• Exercise task: Rewrite the items in the stretch from the line containing "task: trace the outline of every instance of the <item>parked" through the line containing "[[[366,2],[0,0],[0,129],[418,151],[418,3]]]", putting "tin roof" wherever "metal roof" appears and leaving everything else unchanged.
_ _ _ _
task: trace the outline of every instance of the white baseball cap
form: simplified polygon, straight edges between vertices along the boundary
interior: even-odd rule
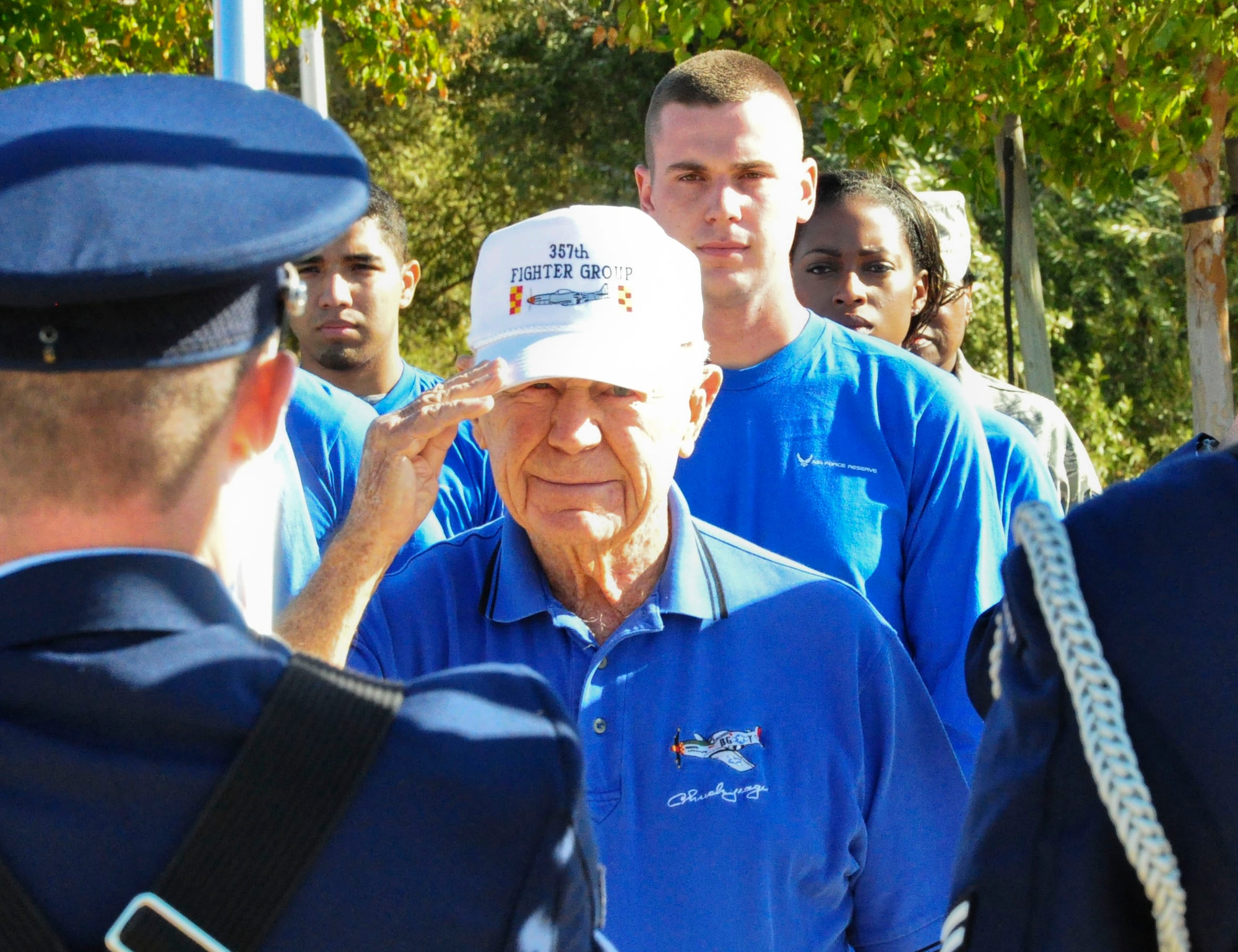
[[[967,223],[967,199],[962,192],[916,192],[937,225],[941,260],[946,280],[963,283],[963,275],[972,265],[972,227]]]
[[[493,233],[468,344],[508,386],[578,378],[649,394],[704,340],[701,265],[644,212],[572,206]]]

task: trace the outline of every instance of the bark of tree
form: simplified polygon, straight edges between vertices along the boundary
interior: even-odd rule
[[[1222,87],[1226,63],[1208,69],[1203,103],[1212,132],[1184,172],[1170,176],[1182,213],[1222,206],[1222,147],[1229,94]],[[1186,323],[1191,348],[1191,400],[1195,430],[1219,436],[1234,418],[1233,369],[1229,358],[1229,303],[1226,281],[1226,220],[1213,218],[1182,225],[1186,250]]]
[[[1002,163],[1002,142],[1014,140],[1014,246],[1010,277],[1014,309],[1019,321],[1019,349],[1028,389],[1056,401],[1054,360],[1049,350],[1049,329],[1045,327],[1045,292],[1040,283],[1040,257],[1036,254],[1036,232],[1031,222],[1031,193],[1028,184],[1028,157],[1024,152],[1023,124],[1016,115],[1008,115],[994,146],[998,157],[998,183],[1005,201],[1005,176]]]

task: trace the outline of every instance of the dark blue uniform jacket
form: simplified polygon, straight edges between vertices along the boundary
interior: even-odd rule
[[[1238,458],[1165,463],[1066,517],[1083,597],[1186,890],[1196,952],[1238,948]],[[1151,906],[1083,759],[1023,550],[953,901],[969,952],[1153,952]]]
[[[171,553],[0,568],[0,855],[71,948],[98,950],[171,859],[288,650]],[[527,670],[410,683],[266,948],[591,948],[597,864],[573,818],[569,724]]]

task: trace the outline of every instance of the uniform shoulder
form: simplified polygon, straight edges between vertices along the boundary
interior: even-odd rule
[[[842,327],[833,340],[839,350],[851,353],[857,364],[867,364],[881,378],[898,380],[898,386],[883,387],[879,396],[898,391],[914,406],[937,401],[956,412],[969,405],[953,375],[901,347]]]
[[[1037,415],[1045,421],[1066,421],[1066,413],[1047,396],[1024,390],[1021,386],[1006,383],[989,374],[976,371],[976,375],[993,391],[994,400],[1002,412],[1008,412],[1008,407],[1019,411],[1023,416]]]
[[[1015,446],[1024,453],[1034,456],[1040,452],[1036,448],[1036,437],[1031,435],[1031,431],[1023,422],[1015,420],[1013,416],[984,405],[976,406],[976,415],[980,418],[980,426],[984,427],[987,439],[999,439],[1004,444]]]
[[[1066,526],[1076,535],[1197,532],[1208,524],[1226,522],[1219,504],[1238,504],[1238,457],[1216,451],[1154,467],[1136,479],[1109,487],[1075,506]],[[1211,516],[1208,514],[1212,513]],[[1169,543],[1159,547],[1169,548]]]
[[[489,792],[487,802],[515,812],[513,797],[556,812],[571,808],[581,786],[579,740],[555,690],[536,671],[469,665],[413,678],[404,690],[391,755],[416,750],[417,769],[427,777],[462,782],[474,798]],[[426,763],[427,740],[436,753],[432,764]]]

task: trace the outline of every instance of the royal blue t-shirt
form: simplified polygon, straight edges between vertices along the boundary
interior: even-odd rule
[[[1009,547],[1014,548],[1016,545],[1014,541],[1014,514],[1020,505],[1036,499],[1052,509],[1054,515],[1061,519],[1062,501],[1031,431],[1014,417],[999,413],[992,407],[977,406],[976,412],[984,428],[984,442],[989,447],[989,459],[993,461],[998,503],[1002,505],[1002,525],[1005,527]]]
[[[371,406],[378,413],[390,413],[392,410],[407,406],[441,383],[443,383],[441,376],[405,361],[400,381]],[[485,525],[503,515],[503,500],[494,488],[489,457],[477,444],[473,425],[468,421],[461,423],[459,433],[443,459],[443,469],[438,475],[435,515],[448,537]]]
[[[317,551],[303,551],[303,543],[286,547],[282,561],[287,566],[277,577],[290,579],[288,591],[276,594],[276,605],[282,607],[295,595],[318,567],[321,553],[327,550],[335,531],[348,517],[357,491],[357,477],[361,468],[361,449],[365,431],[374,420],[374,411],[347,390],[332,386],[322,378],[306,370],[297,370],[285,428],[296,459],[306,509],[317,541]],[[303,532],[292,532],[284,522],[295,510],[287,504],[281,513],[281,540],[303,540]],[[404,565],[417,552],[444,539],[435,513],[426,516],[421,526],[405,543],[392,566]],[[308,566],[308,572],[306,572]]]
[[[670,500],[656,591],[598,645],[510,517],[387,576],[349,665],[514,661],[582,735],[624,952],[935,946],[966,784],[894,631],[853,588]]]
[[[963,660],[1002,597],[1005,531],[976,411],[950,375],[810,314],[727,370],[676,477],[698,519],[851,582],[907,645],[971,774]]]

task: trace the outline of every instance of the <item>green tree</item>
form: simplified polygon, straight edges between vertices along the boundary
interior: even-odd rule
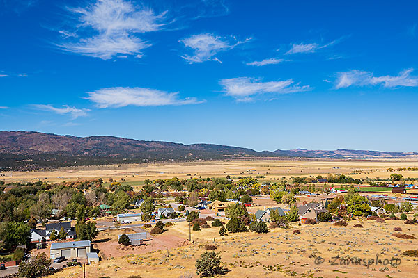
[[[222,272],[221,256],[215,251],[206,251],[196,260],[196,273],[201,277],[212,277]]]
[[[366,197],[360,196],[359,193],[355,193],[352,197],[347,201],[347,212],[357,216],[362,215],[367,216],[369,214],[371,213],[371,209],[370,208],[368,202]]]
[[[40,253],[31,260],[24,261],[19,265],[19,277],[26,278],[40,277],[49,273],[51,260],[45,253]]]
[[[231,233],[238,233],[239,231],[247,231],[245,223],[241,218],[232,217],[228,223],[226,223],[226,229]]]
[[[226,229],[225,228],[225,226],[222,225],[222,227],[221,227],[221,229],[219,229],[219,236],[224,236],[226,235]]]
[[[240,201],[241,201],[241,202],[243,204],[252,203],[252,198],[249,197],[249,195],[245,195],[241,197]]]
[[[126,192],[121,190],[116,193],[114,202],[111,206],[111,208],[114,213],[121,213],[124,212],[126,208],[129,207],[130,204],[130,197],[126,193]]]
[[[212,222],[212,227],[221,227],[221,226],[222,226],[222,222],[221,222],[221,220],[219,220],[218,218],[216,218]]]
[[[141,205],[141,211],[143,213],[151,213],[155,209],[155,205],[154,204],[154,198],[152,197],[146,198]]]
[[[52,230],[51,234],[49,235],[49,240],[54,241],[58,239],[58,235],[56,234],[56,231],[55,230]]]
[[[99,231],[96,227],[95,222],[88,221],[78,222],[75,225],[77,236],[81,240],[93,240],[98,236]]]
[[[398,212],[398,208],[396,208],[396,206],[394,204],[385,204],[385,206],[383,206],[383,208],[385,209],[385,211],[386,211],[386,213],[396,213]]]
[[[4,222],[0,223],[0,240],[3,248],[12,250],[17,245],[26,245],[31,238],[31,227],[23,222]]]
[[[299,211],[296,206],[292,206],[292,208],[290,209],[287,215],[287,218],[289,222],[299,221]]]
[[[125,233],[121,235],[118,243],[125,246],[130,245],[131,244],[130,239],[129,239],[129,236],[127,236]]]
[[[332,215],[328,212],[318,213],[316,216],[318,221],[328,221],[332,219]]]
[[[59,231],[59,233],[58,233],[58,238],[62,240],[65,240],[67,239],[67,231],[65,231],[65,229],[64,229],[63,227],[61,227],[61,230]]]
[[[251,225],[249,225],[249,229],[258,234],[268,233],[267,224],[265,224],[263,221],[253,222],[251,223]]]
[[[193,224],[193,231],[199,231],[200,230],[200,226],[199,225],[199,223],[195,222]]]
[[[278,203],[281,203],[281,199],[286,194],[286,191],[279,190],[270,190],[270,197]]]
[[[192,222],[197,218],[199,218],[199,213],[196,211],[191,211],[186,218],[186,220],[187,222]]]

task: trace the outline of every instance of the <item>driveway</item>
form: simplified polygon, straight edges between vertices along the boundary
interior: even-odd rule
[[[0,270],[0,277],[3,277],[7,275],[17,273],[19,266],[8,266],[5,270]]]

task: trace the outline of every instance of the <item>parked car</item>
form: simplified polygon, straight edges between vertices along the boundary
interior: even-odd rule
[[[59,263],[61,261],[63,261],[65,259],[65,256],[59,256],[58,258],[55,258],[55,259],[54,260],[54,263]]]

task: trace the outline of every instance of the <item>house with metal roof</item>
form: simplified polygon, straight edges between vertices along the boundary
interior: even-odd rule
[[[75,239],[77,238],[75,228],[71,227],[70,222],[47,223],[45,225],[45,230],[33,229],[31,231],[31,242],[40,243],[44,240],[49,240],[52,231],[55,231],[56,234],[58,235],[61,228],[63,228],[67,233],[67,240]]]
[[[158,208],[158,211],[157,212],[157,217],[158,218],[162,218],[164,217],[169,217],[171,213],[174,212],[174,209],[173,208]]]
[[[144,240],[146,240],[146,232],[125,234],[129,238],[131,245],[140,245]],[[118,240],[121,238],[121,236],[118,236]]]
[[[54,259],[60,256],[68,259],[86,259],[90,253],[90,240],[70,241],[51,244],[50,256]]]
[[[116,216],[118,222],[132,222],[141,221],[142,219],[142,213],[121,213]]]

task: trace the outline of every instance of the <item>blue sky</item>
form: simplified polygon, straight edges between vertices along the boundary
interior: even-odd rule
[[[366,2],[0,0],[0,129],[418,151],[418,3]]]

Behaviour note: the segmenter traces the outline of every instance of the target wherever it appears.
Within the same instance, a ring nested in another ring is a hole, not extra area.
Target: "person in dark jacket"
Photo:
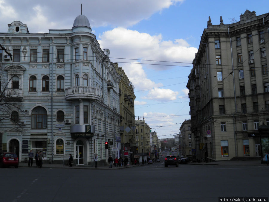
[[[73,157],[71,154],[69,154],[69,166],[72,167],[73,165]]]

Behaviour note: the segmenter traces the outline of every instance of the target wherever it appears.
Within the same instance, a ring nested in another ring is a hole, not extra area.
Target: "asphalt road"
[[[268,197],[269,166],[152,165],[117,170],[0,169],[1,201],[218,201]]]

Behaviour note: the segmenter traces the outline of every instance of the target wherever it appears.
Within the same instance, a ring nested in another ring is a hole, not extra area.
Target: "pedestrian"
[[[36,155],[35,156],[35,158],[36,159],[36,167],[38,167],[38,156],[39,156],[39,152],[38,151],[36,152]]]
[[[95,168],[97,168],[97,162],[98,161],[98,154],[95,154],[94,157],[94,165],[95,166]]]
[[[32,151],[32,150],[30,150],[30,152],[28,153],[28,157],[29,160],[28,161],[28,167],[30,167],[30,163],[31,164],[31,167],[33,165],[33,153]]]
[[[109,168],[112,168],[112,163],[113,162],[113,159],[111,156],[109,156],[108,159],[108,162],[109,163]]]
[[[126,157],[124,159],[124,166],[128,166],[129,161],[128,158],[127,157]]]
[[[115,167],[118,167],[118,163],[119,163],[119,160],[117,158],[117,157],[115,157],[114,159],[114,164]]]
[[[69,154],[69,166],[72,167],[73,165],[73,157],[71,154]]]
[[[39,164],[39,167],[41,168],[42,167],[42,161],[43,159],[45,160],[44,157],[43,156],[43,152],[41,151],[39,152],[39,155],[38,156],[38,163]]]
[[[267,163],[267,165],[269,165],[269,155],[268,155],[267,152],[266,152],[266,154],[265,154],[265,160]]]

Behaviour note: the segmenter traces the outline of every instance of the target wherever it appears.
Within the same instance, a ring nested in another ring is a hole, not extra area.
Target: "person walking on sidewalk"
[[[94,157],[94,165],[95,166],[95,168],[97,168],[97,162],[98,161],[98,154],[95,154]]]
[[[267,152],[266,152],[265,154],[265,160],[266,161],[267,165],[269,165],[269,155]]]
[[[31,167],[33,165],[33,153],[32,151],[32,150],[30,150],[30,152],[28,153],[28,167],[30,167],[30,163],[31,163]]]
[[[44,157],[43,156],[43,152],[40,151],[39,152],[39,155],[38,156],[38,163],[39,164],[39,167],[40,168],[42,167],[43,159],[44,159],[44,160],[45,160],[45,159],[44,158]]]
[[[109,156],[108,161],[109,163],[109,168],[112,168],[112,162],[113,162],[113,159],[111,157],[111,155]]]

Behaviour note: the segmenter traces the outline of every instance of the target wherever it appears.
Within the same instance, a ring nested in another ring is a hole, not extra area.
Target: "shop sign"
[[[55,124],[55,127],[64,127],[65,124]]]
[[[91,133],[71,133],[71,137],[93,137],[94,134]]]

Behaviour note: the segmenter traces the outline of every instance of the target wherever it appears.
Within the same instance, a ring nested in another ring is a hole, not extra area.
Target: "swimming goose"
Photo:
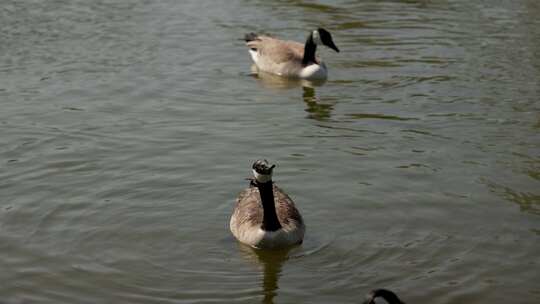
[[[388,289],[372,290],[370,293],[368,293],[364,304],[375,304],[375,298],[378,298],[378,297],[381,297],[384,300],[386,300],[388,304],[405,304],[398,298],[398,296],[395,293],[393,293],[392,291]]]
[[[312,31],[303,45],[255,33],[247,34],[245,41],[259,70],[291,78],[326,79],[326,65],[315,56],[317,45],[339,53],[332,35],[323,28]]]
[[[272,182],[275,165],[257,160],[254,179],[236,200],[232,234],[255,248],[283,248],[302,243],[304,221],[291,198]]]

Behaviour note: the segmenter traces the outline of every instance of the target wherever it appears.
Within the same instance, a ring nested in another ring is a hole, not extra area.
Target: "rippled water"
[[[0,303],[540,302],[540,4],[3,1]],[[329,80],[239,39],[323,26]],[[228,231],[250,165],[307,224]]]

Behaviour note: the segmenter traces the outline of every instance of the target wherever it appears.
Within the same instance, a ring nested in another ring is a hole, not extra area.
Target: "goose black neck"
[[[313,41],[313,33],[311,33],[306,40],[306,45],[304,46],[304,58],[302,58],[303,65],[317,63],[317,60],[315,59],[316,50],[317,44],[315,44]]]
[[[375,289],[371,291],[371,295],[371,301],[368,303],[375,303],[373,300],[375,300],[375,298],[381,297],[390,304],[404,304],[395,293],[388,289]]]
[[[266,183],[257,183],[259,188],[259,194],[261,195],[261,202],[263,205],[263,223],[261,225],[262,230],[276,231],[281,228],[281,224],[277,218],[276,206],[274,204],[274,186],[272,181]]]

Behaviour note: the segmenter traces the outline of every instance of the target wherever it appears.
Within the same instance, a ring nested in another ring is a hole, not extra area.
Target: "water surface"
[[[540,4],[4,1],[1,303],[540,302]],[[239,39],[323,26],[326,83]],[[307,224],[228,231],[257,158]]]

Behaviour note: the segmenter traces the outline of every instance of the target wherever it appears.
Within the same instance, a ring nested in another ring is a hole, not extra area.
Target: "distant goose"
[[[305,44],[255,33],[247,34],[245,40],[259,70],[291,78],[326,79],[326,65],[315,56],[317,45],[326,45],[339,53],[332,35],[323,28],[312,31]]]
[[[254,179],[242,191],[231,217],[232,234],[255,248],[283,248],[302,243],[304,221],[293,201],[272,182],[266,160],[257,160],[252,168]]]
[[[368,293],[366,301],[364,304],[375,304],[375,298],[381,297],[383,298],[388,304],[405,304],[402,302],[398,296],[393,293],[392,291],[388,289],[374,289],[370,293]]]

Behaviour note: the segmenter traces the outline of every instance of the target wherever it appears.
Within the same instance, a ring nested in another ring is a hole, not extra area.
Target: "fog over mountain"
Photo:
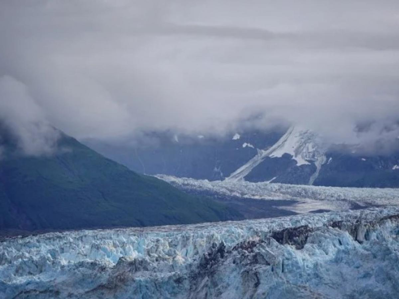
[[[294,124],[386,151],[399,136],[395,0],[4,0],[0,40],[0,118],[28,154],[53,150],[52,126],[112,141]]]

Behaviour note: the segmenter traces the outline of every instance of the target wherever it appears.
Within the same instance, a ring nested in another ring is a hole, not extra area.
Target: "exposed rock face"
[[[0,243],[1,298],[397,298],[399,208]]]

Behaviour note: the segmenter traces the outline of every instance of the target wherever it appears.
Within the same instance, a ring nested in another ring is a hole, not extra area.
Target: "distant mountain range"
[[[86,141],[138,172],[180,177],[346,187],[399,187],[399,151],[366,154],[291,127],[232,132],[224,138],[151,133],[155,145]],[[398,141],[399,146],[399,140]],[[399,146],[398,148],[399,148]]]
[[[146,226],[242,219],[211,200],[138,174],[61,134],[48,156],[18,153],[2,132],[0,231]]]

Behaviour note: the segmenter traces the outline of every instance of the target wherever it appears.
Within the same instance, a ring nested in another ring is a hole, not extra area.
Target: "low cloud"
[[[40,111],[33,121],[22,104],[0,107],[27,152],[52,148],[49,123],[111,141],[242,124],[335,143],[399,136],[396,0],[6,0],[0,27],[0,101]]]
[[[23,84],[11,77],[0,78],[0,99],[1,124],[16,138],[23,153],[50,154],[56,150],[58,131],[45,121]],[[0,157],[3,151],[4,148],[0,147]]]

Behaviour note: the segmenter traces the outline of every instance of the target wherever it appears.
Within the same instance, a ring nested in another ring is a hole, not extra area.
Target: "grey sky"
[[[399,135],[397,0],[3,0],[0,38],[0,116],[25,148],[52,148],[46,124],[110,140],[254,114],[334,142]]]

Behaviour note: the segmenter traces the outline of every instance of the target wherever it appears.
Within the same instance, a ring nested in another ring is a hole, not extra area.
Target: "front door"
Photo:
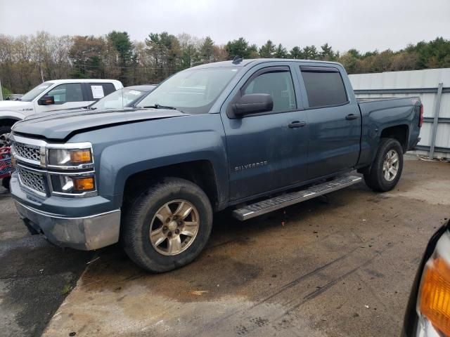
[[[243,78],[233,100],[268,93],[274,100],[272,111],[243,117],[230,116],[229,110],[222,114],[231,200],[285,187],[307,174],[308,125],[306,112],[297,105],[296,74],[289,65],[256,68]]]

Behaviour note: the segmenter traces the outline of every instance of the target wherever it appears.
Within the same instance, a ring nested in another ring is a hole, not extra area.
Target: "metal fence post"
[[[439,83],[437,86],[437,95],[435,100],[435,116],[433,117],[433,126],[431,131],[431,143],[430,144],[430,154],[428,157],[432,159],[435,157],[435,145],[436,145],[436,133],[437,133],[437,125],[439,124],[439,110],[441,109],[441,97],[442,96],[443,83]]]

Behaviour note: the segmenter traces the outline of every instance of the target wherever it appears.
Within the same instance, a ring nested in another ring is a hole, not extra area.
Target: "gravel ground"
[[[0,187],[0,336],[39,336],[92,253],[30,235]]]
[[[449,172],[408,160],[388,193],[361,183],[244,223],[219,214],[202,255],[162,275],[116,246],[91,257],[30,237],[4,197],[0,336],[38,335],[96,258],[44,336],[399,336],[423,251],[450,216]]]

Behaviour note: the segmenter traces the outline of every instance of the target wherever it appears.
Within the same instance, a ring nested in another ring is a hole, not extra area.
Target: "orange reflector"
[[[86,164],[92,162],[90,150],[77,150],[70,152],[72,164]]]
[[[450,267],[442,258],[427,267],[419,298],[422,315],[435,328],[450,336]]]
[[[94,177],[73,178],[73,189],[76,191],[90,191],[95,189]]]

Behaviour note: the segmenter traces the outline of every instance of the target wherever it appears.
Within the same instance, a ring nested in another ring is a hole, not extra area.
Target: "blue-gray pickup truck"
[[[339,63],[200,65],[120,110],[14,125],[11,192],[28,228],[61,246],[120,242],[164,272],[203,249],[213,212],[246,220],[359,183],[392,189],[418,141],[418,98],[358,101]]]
_ _ _ _
• Final result:
task: trace the outline of every instance of the <item>parked car</item>
form: simplified polygon, straight edges between vertices along the boundary
interior: even-odd rule
[[[59,263],[61,261],[63,261],[65,259],[65,256],[59,256],[58,258],[55,258],[55,259],[54,260],[54,263]]]

task: trace the outline of every instance of the <item>house with tin roof</item>
form: simplified polygon, straight edges between vertices along the boundary
interior: even-odd rule
[[[75,239],[77,238],[75,228],[71,227],[70,222],[47,223],[45,225],[45,230],[33,229],[31,231],[31,242],[40,243],[44,240],[49,240],[52,231],[55,231],[56,234],[58,235],[61,228],[63,228],[67,233],[67,240]]]
[[[158,208],[158,211],[157,212],[157,217],[158,218],[162,218],[164,217],[169,217],[171,213],[174,212],[174,209],[173,208]]]
[[[144,240],[146,240],[146,232],[125,234],[129,238],[131,245],[140,245]],[[118,240],[121,238],[121,236],[118,236]]]
[[[54,259],[60,256],[68,259],[86,259],[90,253],[90,240],[70,241],[51,244],[50,256]]]
[[[116,216],[118,222],[132,222],[141,221],[142,219],[142,213],[121,213]]]

task: trace the outline of every instance of the <item>blue sky</item>
form: simplified polygon, straight edges between vertices along the boundary
interior: even-odd rule
[[[366,2],[0,0],[0,129],[418,151],[418,3]]]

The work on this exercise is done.